▶ [To be done] Please convert the items below, from the first one through the line containing "119], [285, 188]]", inclusive, into a two-column CSV with the headers item_text and answer. Give one row per item, and put each value in a single quoted field with any line breaks replaced by spaces.

▶ [Data provided]
>>>

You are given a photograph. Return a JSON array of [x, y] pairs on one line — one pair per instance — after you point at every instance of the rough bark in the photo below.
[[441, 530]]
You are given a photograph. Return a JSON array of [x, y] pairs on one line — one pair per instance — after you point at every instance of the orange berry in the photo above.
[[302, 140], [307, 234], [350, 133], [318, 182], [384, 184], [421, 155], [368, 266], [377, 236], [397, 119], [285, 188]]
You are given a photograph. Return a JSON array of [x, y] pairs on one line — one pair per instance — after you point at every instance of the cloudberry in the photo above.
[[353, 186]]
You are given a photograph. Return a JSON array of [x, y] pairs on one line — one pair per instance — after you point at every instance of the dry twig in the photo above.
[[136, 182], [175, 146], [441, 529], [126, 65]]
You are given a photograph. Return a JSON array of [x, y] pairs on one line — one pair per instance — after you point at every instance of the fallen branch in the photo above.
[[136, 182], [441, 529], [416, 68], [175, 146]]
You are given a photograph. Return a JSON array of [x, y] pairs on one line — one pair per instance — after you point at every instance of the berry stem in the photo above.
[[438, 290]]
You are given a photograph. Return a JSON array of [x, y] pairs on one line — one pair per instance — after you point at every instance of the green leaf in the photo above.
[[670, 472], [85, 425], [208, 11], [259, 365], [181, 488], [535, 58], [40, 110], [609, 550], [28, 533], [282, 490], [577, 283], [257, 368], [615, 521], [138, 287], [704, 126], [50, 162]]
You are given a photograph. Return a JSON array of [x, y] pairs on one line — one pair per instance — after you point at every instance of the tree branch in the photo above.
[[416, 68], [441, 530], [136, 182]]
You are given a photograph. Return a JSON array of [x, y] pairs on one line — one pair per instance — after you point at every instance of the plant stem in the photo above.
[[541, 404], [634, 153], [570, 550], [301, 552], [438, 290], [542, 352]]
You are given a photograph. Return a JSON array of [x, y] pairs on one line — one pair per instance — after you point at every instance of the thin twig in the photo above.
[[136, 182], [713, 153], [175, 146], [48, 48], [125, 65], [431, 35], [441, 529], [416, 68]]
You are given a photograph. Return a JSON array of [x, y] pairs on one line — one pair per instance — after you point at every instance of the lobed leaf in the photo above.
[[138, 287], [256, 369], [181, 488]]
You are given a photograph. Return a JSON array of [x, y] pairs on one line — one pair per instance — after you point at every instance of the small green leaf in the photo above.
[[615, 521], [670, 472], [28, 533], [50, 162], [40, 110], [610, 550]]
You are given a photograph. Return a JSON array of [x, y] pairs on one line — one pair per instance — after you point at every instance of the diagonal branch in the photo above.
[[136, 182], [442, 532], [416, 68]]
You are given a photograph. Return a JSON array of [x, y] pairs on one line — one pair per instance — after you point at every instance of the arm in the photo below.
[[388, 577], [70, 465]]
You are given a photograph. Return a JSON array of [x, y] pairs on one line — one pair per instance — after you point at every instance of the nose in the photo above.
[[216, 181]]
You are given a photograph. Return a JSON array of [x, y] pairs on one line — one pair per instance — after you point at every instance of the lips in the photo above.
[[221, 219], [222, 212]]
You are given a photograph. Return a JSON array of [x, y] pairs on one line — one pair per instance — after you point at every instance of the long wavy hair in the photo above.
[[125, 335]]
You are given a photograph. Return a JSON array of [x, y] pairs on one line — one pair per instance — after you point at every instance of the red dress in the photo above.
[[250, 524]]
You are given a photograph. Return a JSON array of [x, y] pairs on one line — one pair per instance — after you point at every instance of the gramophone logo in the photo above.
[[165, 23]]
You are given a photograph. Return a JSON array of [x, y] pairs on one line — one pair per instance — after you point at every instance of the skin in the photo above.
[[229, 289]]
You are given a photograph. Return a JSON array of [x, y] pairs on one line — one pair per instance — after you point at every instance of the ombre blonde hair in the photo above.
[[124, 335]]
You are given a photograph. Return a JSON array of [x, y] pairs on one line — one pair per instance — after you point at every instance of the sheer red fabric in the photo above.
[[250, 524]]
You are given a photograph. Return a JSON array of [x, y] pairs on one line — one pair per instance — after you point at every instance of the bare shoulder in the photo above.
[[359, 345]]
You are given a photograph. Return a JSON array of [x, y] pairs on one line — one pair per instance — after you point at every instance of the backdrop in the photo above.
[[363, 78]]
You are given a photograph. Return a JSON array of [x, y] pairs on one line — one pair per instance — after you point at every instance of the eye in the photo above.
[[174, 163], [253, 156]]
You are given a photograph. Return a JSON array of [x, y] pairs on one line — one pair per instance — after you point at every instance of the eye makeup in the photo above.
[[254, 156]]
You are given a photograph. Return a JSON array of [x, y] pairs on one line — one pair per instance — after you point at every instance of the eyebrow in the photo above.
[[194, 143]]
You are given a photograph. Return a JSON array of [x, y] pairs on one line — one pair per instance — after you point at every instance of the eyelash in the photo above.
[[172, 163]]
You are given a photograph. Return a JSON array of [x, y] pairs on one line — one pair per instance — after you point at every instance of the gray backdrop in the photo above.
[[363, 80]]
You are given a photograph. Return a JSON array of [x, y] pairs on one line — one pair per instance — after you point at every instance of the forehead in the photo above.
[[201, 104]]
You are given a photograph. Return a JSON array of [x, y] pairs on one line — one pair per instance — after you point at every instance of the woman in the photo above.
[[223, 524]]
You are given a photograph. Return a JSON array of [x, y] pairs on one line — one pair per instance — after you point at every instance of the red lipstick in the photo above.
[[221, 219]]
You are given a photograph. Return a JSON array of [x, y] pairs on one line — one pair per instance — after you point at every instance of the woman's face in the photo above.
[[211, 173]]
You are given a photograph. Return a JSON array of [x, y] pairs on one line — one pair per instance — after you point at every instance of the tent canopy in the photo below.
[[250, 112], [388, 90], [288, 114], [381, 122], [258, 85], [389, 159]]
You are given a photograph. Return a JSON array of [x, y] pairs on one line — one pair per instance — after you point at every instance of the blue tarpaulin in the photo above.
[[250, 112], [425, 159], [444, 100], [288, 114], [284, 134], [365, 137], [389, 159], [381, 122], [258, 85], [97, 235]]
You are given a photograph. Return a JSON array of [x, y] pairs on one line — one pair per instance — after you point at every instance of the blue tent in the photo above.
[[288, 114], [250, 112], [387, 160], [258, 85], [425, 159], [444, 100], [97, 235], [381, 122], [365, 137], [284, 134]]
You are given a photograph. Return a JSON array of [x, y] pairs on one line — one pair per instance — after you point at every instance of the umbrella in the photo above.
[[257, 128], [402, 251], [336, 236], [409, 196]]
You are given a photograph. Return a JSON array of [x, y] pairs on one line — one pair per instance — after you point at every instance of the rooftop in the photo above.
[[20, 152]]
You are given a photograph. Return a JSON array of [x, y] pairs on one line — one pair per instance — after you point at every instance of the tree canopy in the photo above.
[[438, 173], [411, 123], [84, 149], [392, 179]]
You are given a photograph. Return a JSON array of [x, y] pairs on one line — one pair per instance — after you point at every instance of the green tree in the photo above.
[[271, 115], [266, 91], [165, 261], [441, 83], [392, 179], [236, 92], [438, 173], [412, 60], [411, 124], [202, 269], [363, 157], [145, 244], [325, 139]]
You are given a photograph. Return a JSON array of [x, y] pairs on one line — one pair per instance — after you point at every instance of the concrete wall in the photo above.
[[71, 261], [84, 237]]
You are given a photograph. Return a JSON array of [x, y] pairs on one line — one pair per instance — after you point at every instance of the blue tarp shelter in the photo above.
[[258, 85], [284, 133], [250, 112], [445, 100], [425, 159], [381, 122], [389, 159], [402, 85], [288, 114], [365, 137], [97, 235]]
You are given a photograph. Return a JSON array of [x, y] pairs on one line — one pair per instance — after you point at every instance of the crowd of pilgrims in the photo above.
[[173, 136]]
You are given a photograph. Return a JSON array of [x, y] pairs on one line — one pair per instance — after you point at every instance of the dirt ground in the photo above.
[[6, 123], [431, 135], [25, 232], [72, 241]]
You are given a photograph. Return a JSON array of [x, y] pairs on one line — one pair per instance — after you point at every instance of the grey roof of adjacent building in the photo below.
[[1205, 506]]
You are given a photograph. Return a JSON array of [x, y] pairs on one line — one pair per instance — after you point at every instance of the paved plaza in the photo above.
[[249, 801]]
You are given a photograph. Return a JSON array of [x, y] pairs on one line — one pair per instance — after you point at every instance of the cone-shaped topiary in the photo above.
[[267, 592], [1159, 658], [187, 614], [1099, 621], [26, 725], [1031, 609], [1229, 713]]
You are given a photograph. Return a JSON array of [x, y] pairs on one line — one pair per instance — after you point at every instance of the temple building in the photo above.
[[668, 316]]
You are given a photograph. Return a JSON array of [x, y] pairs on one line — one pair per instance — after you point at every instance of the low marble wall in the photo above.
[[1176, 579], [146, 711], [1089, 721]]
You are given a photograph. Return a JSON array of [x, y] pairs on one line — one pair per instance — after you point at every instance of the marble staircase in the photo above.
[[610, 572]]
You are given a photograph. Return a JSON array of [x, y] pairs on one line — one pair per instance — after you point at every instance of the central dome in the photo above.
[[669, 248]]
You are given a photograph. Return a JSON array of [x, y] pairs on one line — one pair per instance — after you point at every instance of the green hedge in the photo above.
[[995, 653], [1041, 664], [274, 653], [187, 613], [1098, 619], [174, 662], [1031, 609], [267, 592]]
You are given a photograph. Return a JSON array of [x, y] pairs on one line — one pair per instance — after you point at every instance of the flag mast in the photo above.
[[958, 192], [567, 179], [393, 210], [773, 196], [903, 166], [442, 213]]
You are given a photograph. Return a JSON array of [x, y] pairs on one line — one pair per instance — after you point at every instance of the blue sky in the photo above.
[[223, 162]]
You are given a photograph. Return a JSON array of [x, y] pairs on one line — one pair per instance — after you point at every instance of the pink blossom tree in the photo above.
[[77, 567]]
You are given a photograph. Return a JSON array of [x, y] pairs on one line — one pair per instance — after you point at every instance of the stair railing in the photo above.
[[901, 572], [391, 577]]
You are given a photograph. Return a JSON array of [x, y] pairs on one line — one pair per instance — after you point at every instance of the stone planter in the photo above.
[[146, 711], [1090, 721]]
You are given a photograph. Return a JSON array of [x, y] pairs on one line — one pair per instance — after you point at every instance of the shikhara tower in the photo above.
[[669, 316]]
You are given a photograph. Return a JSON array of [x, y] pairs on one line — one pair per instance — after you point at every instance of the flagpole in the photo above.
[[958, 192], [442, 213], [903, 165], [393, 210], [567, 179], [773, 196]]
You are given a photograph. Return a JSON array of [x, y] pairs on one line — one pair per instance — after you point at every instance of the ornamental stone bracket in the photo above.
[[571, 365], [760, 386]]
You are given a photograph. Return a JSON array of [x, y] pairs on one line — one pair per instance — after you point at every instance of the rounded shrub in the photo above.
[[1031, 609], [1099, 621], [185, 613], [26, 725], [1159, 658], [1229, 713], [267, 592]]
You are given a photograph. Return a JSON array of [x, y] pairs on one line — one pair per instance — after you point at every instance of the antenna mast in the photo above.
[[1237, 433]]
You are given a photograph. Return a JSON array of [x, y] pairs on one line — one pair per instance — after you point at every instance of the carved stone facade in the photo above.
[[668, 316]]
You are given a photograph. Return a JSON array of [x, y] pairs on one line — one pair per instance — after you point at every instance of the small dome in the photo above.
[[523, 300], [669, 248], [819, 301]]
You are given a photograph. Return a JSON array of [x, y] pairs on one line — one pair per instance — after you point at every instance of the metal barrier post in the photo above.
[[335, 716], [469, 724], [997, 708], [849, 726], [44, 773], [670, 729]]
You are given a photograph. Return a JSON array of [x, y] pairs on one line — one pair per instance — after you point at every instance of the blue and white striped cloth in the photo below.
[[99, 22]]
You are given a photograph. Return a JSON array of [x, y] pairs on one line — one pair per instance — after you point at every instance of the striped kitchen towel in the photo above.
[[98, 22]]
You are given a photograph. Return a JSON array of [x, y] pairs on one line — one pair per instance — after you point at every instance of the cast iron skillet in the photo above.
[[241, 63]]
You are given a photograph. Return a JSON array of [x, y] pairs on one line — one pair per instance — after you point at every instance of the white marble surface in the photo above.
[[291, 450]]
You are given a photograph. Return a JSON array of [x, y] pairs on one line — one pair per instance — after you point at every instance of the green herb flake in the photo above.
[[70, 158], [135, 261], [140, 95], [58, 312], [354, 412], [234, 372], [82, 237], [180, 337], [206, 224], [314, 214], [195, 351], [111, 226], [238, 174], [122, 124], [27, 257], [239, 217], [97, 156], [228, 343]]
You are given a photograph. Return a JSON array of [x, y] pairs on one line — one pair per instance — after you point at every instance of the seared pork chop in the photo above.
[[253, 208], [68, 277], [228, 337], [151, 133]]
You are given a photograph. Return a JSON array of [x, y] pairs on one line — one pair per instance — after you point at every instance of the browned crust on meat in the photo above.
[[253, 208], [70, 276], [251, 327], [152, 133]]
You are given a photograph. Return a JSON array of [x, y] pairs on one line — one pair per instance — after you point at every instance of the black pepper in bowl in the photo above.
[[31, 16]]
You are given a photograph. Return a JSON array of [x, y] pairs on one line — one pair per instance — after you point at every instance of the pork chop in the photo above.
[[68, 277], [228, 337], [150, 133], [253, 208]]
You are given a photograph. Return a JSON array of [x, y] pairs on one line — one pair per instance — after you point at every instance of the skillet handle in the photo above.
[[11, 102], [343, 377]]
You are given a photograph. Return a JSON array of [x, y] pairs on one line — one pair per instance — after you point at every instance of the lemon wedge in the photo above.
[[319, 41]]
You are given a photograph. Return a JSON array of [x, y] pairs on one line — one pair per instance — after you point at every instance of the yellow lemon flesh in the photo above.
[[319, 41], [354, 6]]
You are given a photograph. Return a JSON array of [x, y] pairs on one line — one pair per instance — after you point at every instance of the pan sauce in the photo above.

<<<

▶ [Exercise output]
item_text,answer
"You are given a photograph. Return a JSON array of [x, y] pairs on one line — one pair per instance — after you point at every instance of the rough bark in the photo below.","[[441, 530]]"
"You are given a photograph. Return a JSON array of [x, y] pairs on one line — one pair per instance — after you point at every instance of the orange berry in the photo above.","[[302, 140], [307, 234], [350, 133], [318, 182], [384, 184], [421, 155], [368, 266], [377, 236], [397, 119], [285, 188]]"